**Directive A:** The model card below describes the input to its models as a raw HTTP request string. List the four parts of that string named in parentheses.

|---|

File size: 7,192 Bytes

8f467eb

---
language:
  - en
tags:
  - text-classification
  - cybersecurity
  - http-attack-detection
  - intrusion-detection
  - web-security
  - tfidf
  - xgboost
  - lightgbm
  - sklearn
  - keras
license: mit
metrics:
  - accuracy
  - f1
---

# HTTP Attack Classification Models

A collection of machine learning models for detecting and classifying HTTP-based cyber attacks from raw request logs.  
Each model takes a raw HTTP request string as input and classifies it into one of 9 attack categories.

---

## Task

- **Task**: Multi-class Text Classification
- **Domain**: Network Security / Intrusion Detection
- **Input**: Raw HTTP request string (method, path, headers, body)

|---|

**Directive B:** Display every line of the entries below that contains the string "pebble", matching case exactly.

|---|

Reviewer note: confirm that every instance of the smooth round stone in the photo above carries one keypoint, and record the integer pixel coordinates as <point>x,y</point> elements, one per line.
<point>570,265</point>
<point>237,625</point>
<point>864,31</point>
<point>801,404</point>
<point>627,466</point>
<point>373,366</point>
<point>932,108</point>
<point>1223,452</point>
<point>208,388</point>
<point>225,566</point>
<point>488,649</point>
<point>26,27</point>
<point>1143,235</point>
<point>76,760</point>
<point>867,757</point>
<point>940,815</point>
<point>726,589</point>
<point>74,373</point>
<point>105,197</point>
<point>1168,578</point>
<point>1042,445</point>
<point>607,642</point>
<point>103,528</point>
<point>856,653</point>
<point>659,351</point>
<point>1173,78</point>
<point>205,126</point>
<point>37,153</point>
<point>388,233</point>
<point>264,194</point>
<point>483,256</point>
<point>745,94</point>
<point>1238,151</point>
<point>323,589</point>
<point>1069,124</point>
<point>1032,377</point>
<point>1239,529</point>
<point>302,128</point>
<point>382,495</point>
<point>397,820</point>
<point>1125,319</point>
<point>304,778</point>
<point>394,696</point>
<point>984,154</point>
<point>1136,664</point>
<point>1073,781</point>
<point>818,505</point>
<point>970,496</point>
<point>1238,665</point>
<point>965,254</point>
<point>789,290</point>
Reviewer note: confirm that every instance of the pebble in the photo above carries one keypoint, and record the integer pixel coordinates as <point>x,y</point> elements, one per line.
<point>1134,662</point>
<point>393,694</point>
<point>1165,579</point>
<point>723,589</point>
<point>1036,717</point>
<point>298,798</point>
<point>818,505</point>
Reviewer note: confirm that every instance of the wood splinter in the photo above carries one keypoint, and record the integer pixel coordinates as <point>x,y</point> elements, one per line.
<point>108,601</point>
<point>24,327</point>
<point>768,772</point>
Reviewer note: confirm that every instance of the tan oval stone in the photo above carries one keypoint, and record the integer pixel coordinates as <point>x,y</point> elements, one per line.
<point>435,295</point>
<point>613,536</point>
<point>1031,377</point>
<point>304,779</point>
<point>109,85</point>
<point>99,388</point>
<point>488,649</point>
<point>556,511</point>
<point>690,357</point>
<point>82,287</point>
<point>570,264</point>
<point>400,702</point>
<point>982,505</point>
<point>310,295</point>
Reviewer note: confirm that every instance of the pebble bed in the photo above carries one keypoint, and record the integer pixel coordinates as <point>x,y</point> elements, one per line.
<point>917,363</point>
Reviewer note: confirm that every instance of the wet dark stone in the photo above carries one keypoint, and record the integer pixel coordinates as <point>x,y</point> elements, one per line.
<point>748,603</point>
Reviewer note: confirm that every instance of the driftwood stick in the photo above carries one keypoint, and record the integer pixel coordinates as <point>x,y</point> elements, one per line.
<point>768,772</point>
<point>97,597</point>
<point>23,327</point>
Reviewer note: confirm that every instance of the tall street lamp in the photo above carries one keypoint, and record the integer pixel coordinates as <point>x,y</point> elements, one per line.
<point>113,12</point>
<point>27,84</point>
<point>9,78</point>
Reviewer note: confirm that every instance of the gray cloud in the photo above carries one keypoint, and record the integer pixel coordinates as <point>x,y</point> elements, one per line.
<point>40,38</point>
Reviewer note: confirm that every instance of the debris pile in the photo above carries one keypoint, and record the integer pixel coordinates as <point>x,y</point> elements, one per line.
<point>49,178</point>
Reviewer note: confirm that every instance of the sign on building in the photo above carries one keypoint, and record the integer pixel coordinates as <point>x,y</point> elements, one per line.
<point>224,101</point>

|---|

**Written answer A:** method, path, headers, body

**Written answer B:**
Reviewer note: confirm that every instance of the pebble in the photo above carries one keypoint, and record the integer pixel coordinates as <point>x,y</point> elements, one per line.
Reviewer note: confirm that every instance of the pebble bed in the photo above carries one keypoint, and record the integer pixel coordinates as <point>x,y</point> elements, one per line.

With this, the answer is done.